## PROBLEM 1
Tally the lines in the entries that contain the string "winter", treating case as significant, and give only the number.

## PASSAGE PROVIDED
⁂

Chrome Extension Tab Capture — Developer Guide

17 min read

Chrome Extension Tab Capture API

The Chrome Extension Tab Capture API is a powerful feature that allows extensions to capture the visual and audio content of browser tabs. This API opens up a wide range of possibilities, from building screen recording extensions to creating collaborative whiteboarding tools. In this comprehensive guide, we’ll explore every aspect of the Tab Capture API, from basic usage to advanced implementation patterns.

Overview and Permissions

The chrome.tabCapture API provides the ability to capture the content of a tab as a media stream. Before using this API, you need to declare the appropriate permissions in your extension’s manifest file.

Manifest Permissions

To use the Tab Capture API, you must add the "tabCapture" permission to your manifest:

{
  "name": "Tab Capture Extension",
  "version": "1.0",
  "manifest_version": 3,
  "permissions": [
    "tabCapture"
  ],
  "host_permissions": [
    "<all_urls>"
  ]
}

It’s important to note that the "tabCapture" permission alone doesn’t automatically grant access to all tabs. The user must initiate the capture through a user gesture, such as clicking a button in your extension’s popup or background script.

⁂

## INPUT RECORDS
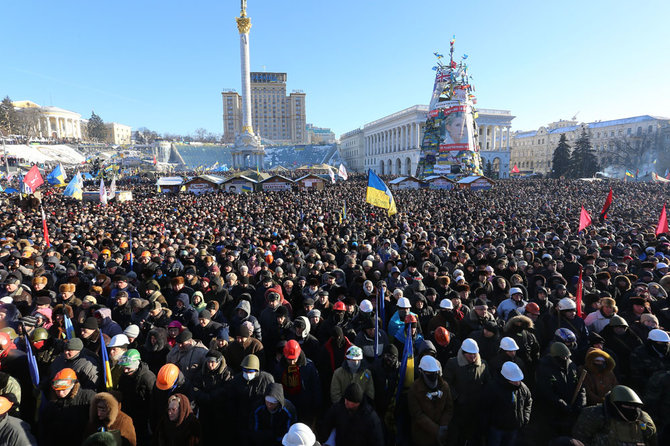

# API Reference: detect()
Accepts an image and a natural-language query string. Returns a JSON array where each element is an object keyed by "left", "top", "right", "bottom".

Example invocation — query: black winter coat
[{"left": 482, "top": 374, "right": 533, "bottom": 431}]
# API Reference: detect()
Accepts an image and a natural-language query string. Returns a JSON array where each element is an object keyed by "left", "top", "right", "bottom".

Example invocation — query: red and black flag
[{"left": 598, "top": 187, "right": 612, "bottom": 223}]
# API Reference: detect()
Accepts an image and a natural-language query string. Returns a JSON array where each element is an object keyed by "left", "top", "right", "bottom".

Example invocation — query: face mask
[
  {"left": 654, "top": 342, "right": 670, "bottom": 355},
  {"left": 347, "top": 359, "right": 361, "bottom": 373}
]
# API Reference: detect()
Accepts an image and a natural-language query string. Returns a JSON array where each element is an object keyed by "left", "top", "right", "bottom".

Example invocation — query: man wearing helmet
[
  {"left": 330, "top": 345, "right": 375, "bottom": 404},
  {"left": 573, "top": 386, "right": 657, "bottom": 446},
  {"left": 407, "top": 355, "right": 454, "bottom": 446},
  {"left": 37, "top": 368, "right": 95, "bottom": 446},
  {"left": 483, "top": 362, "right": 533, "bottom": 446}
]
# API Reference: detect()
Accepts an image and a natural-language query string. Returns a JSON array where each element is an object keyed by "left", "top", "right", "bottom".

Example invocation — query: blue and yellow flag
[
  {"left": 63, "top": 172, "right": 84, "bottom": 200},
  {"left": 47, "top": 163, "right": 67, "bottom": 186},
  {"left": 98, "top": 330, "right": 114, "bottom": 390},
  {"left": 365, "top": 169, "right": 398, "bottom": 217},
  {"left": 396, "top": 324, "right": 414, "bottom": 400}
]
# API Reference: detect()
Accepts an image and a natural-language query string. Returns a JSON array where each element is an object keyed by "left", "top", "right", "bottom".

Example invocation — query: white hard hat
[
  {"left": 647, "top": 328, "right": 670, "bottom": 342},
  {"left": 281, "top": 423, "right": 316, "bottom": 446},
  {"left": 461, "top": 338, "right": 479, "bottom": 353},
  {"left": 500, "top": 337, "right": 519, "bottom": 352},
  {"left": 396, "top": 297, "right": 411, "bottom": 308},
  {"left": 359, "top": 299, "right": 372, "bottom": 313},
  {"left": 500, "top": 361, "right": 523, "bottom": 381},
  {"left": 558, "top": 297, "right": 577, "bottom": 311},
  {"left": 107, "top": 334, "right": 130, "bottom": 348},
  {"left": 440, "top": 299, "right": 454, "bottom": 310},
  {"left": 419, "top": 355, "right": 441, "bottom": 372}
]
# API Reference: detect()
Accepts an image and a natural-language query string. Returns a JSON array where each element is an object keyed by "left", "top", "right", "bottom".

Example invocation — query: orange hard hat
[
  {"left": 284, "top": 339, "right": 300, "bottom": 359},
  {"left": 0, "top": 331, "right": 12, "bottom": 350},
  {"left": 51, "top": 369, "right": 77, "bottom": 390},
  {"left": 156, "top": 364, "right": 179, "bottom": 390},
  {"left": 0, "top": 396, "right": 14, "bottom": 415},
  {"left": 435, "top": 327, "right": 451, "bottom": 347}
]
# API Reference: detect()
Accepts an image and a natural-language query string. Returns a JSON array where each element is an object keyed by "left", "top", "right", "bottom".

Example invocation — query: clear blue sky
[{"left": 0, "top": 0, "right": 670, "bottom": 135}]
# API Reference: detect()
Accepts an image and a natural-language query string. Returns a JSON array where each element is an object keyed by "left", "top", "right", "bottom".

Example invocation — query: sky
[{"left": 0, "top": 0, "right": 670, "bottom": 136}]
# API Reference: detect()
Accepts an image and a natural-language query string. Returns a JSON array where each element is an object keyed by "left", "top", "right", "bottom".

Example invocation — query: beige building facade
[
  {"left": 226, "top": 72, "right": 309, "bottom": 144},
  {"left": 12, "top": 101, "right": 81, "bottom": 140},
  {"left": 510, "top": 115, "right": 670, "bottom": 175},
  {"left": 105, "top": 122, "right": 133, "bottom": 145}
]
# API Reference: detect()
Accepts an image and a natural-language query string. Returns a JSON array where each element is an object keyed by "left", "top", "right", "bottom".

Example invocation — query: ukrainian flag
[
  {"left": 98, "top": 330, "right": 114, "bottom": 390},
  {"left": 63, "top": 172, "right": 84, "bottom": 200},
  {"left": 47, "top": 163, "right": 67, "bottom": 186},
  {"left": 365, "top": 169, "right": 398, "bottom": 217}
]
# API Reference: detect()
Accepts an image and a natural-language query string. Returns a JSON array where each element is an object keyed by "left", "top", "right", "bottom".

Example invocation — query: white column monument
[{"left": 233, "top": 0, "right": 265, "bottom": 169}]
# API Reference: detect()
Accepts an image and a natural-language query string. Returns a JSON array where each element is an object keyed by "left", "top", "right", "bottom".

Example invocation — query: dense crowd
[{"left": 0, "top": 177, "right": 670, "bottom": 446}]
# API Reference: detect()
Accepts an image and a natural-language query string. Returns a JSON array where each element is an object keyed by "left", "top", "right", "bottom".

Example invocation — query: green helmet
[
  {"left": 610, "top": 314, "right": 628, "bottom": 327},
  {"left": 0, "top": 327, "right": 18, "bottom": 341},
  {"left": 118, "top": 348, "right": 142, "bottom": 367},
  {"left": 242, "top": 355, "right": 261, "bottom": 370},
  {"left": 32, "top": 327, "right": 49, "bottom": 342},
  {"left": 609, "top": 386, "right": 642, "bottom": 406}
]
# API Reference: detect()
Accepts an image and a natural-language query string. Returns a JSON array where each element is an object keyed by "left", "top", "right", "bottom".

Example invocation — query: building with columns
[
  {"left": 340, "top": 105, "right": 514, "bottom": 178},
  {"left": 12, "top": 101, "right": 81, "bottom": 140},
  {"left": 510, "top": 115, "right": 670, "bottom": 175},
  {"left": 105, "top": 122, "right": 133, "bottom": 145}
]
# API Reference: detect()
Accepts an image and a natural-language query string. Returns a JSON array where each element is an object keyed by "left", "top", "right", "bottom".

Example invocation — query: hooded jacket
[
  {"left": 407, "top": 372, "right": 454, "bottom": 446},
  {"left": 482, "top": 372, "right": 533, "bottom": 431},
  {"left": 37, "top": 383, "right": 95, "bottom": 446},
  {"left": 96, "top": 308, "right": 123, "bottom": 338},
  {"left": 86, "top": 392, "right": 137, "bottom": 446},
  {"left": 273, "top": 351, "right": 321, "bottom": 420},
  {"left": 231, "top": 300, "right": 263, "bottom": 341},
  {"left": 172, "top": 293, "right": 198, "bottom": 331},
  {"left": 152, "top": 393, "right": 202, "bottom": 446},
  {"left": 166, "top": 340, "right": 209, "bottom": 382},
  {"left": 137, "top": 327, "right": 170, "bottom": 374},
  {"left": 444, "top": 348, "right": 491, "bottom": 413},
  {"left": 330, "top": 359, "right": 375, "bottom": 404},
  {"left": 118, "top": 362, "right": 156, "bottom": 432},
  {"left": 250, "top": 383, "right": 298, "bottom": 446}
]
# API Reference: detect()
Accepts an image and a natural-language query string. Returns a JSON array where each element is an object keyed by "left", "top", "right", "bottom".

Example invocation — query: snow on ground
[{"left": 5, "top": 144, "right": 86, "bottom": 164}]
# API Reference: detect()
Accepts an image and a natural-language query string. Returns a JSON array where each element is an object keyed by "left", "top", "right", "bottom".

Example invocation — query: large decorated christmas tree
[{"left": 417, "top": 39, "right": 482, "bottom": 179}]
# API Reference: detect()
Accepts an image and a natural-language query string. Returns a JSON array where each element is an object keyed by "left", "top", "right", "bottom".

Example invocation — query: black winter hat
[
  {"left": 175, "top": 329, "right": 193, "bottom": 344},
  {"left": 81, "top": 317, "right": 98, "bottom": 330},
  {"left": 344, "top": 383, "right": 363, "bottom": 403}
]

⁂

## PROBLEM 2
Answer from the Tab Capture guide:
(a) What manifest_version does its sample manifest declare?
(b) What value does the sample manifest list under "host_permissions"?
(c) What must the user do to start a capture?

## RIGHT ANSWER 1
2

## RIGHT ANSWER 2
(a) 3
(b) "<all_urls>"
(c) Initiate the capture through a user gesture, such as clicking a button in the extension's popup or background script.